■ **WHAT NEEDS TO BE DONE**:
Can you print each of the entries below word for word, leaving the pictures out?

** BEGIN **

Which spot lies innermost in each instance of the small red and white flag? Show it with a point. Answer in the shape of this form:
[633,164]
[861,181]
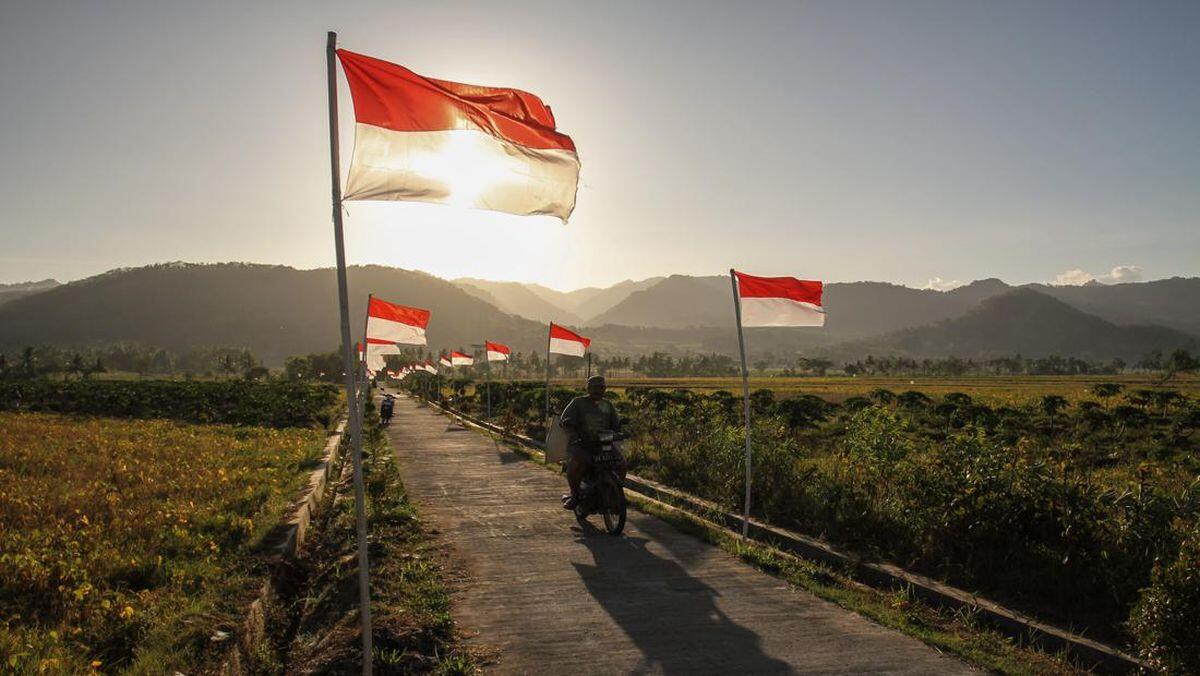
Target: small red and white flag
[497,352]
[396,323]
[435,141]
[780,301]
[565,341]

** END **

■ **EXERCISE RESULT**:
Which spot lies innermost in each instance of the small red and white flag? Show it with a point. Answer in the shape of this form:
[633,164]
[861,181]
Target: small red and white flag
[497,352]
[396,323]
[435,141]
[780,301]
[565,341]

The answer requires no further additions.